## Exercise objective
Locate every line in the records below that contains the word "wearing" and copy each such line in full.

━━━ Dataset rows

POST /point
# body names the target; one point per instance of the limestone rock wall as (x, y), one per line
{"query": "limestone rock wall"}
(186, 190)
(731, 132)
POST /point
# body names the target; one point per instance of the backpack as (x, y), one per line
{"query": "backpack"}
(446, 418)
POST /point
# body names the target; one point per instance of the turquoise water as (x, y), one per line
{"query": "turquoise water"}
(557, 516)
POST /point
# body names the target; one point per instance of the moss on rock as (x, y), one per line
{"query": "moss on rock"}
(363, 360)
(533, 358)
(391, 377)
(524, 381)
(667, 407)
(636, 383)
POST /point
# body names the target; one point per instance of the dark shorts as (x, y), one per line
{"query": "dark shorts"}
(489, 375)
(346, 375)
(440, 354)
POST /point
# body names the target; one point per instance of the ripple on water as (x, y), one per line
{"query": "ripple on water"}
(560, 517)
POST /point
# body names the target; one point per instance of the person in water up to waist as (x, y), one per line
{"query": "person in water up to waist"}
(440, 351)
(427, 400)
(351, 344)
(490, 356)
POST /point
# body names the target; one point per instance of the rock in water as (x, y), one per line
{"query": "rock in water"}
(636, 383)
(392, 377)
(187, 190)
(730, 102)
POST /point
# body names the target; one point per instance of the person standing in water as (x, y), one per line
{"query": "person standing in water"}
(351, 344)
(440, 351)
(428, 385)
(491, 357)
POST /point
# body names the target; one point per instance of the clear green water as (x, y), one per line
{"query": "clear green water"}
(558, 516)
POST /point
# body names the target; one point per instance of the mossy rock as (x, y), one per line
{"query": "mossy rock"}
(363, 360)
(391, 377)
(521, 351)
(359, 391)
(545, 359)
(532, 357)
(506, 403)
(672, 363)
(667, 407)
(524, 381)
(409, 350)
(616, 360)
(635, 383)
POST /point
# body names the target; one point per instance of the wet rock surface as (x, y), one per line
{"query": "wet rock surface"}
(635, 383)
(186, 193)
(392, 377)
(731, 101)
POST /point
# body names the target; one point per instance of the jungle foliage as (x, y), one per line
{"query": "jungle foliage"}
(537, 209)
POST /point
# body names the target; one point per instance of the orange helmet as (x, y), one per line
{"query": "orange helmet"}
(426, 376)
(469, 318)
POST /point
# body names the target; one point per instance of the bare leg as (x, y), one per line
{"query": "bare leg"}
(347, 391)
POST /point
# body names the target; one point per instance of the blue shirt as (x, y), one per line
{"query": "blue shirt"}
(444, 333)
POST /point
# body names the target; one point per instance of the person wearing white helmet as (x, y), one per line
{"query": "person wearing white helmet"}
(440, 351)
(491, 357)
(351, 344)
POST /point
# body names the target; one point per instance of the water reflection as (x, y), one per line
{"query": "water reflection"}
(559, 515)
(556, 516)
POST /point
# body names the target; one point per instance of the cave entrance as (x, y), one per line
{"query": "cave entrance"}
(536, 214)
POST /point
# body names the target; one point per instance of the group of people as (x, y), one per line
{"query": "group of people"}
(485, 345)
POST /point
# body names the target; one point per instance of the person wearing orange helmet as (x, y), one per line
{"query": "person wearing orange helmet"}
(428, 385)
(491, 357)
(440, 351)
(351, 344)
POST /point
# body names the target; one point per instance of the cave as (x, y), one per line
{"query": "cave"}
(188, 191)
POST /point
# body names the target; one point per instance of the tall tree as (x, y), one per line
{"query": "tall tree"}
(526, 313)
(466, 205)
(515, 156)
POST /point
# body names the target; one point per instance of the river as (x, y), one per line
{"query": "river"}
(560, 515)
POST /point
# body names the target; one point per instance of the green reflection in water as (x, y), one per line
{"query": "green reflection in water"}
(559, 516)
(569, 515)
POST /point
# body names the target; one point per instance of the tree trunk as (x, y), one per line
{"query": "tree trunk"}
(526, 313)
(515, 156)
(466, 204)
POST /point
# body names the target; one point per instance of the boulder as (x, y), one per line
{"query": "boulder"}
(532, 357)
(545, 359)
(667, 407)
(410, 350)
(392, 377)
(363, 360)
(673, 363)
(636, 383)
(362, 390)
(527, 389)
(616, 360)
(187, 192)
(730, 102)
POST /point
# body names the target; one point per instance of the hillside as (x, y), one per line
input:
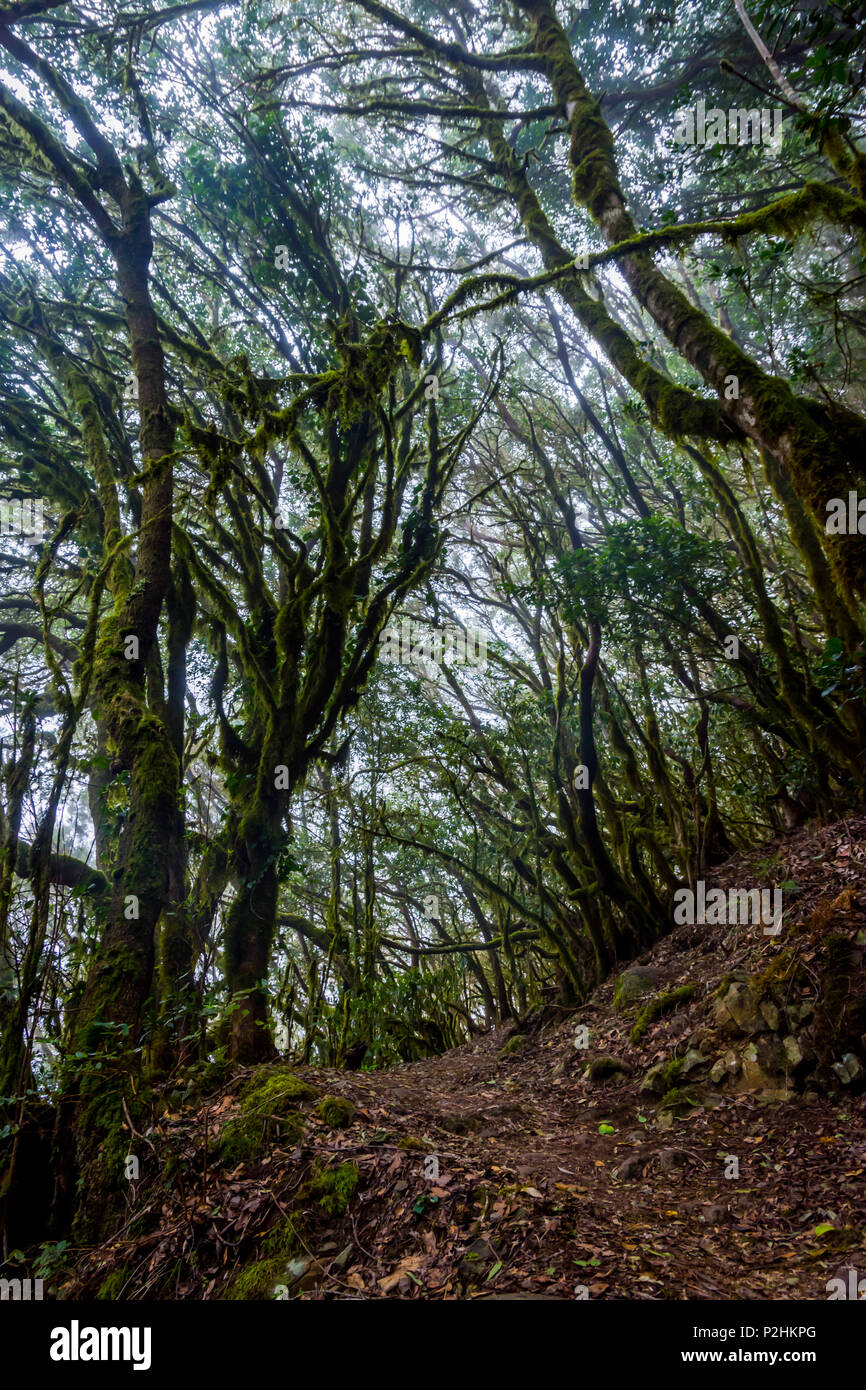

━━━━━━

## Result for this task
# body names the target; one point per instance of the person wearing white helmet as (x, y), one per line
{"query": "person wearing white helmet"}
# body names the target; one point per instance of the person wearing orange helmet as (x, y), one per line
{"query": "person wearing orange helmet"}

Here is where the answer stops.